• _What to do_:
Your response should consist of the data that follows, repeated in full without alteration.

▽

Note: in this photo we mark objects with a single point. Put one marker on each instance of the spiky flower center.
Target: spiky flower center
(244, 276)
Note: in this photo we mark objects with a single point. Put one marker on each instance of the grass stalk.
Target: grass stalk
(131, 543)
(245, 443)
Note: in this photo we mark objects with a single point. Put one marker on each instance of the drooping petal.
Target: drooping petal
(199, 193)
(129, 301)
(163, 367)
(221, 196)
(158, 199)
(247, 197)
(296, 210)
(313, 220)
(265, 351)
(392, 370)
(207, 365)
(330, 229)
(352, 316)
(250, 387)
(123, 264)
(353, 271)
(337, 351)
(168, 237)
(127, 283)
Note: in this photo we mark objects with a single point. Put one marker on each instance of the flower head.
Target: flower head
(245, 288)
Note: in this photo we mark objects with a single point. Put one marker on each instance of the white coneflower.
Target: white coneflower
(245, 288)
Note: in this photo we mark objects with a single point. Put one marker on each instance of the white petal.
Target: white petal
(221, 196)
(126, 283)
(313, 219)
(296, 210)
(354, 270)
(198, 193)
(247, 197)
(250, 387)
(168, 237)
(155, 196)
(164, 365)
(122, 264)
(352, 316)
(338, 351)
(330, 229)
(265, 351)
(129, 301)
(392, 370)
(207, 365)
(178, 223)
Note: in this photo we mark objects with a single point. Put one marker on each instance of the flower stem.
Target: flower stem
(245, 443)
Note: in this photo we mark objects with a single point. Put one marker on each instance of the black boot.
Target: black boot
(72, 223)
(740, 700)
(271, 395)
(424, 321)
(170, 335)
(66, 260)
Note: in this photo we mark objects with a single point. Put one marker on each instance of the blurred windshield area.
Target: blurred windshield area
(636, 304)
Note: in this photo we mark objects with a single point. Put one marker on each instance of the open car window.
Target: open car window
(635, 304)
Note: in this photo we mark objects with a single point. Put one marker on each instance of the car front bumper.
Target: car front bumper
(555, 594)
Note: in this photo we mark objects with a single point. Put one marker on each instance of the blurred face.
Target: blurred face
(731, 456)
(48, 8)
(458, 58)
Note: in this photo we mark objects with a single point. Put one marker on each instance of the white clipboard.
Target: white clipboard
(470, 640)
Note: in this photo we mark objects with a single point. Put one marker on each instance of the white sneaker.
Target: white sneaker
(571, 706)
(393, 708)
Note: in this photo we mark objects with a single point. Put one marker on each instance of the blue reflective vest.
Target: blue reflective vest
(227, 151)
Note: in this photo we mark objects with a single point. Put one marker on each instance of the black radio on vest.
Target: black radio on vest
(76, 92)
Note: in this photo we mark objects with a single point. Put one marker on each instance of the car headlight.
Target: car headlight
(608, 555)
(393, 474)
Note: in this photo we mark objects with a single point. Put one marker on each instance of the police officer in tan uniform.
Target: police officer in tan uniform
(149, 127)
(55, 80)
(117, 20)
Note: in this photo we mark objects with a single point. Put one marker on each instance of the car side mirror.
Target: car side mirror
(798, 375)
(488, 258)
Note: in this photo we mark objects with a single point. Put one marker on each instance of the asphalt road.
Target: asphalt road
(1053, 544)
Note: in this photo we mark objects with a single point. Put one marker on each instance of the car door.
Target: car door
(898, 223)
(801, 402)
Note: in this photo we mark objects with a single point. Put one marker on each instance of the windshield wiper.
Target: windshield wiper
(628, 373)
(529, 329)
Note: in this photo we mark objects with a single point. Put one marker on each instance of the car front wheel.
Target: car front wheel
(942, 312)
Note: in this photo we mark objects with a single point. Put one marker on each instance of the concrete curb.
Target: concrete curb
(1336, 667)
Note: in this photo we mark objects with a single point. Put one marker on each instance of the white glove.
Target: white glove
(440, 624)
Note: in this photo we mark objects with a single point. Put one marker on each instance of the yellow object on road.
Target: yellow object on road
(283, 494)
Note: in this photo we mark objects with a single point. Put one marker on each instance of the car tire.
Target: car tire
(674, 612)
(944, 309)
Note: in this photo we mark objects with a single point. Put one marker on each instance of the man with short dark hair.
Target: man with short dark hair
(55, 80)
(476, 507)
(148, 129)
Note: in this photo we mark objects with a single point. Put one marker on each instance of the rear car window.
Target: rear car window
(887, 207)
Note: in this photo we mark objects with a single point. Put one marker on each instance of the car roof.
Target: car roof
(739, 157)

△

• _Answer space_:
Note: in this photo we mark objects with a single point. Put one marker on each instance of the spiky flower center.
Target: spiky flower center
(244, 276)
Note: in this photo we mark objects with a single point. Put one marker on each instance of the grass stalk.
Target: grass stalk
(131, 543)
(245, 443)
Note: in this photo we mark objects with a single point. Put one marker on each instance of the drooping petal.
Target: drooping petal
(199, 193)
(129, 301)
(163, 367)
(221, 196)
(158, 199)
(247, 197)
(296, 210)
(313, 220)
(265, 351)
(392, 370)
(207, 365)
(330, 229)
(352, 316)
(250, 387)
(123, 264)
(353, 271)
(337, 351)
(168, 237)
(127, 283)
Note: in this photo we mark objects with a single point. Put one marker on each instance of the flower head.
Target: flower head
(245, 288)
Note: in this photo we mark objects with a single point. Put one marker on each instance of the white coneflower.
Target: white coneflower
(245, 288)
Note: in this photo we mark objects with a single point. Put one marker on each instance of the white petal.
Target: white petal
(221, 196)
(126, 283)
(313, 219)
(296, 210)
(354, 270)
(198, 193)
(247, 197)
(250, 387)
(168, 237)
(155, 196)
(164, 365)
(122, 264)
(352, 316)
(338, 351)
(330, 229)
(265, 351)
(129, 301)
(392, 370)
(207, 365)
(178, 223)
Note: in this photo we mark objects with a single point. Put one marker on each instance of the flower stem.
Target: flower stem
(245, 443)
Note: in this photo we mark objects with a single point. Put one marker on each instance of the black boot.
Target: black boot
(72, 223)
(740, 700)
(271, 395)
(424, 321)
(170, 335)
(66, 260)
Note: in this photo we mark objects with a single point. Put one marker on each instance of the blurred windshield area.
Target: blurred windshield area
(636, 304)
Note: in this photo we mark objects with a single point. Put one marker on each instance of the open car window.
Target: open car window
(635, 304)
Note: in this photo we mark objects with a single point. Put one marker on each instance of the car front bumper.
Target: car front bumper
(555, 594)
Note: in this photo we mark objects with a single point. Put one marker on each instance of the blurred face.
Target: blurred face
(731, 456)
(48, 8)
(458, 58)
Note: in this photo we mark objects with a single point. Put one marker on each instance of the white clipboard.
Target: white clipboard
(470, 640)
Note: in this photo we mark objects with a single point. Put one marker on each instance of the white sneaker.
Target: white sneaker
(571, 706)
(393, 708)
Note: in this photo we mark objects with a single point. Put one marker on each instance of the blue reflective vest.
Target: blue reflective vest
(227, 151)
Note: in this photo we mark objects with a single point. Put one marker on each instance of the black radio on vest.
Target: black radio on vest
(76, 92)
Note: in this photo we mark objects with a single point. Put one marker on each instance of the car headlight.
Target: car headlight
(608, 555)
(393, 474)
Note: in this photo we mark objects with a single point. Put one marker on each instance of the police officer in tan uniform.
Target: police officer in tan uniform
(149, 127)
(55, 80)
(117, 20)
Note: in this photo we mark objects with a single point. Put one marker on each instance of the car side mirror.
Target: car side mirror
(798, 375)
(488, 258)
Note: in this photo we mark objects with a single point. Put one marker on each instance of the asphalt road.
Target: asphalt road
(1053, 544)
Note: in this photo we mark objects with a single point. Put one marker on each instance of the car door.
Target: car door
(898, 223)
(801, 402)
Note: in this photo we mark objects with a single point. Put one marker on each instance of the windshield wiper.
Target: windshield wiper
(628, 373)
(529, 329)
Note: in this photo we mark objects with a single point. Put one marker on each instance of the car front wheel.
Target: car front wheel
(942, 312)
Note: in this photo we mark objects with a single point. Put one marker on each instance of the concrete curb.
Target: concrete curb
(1336, 667)
Note: in this photo we mark objects with a single point. Put one marker on each instance of the white glove.
Target: white glove
(440, 624)
Note: in this photo we mark objects with a single point. Put one marker on each instance of the yellow object on road.
Target: yellow object on road
(283, 494)
Note: in this photo we mark objects with a single point. Put one marker on each instance of the car tire.
Target: car tire
(674, 612)
(944, 309)
Note: in this photo we mark objects with a single point. Put one marker on each instance of the man with short dark hair.
Target: man with short dark hair
(55, 80)
(476, 507)
(148, 129)
Note: in this photo we mark objects with a single point. Put one marker on each instance of the rear car window.
Target: rear car window
(887, 207)
Note: in this photo we mark objects with a single point. Put one marker on each instance of the car roof.
Target: car roof
(739, 157)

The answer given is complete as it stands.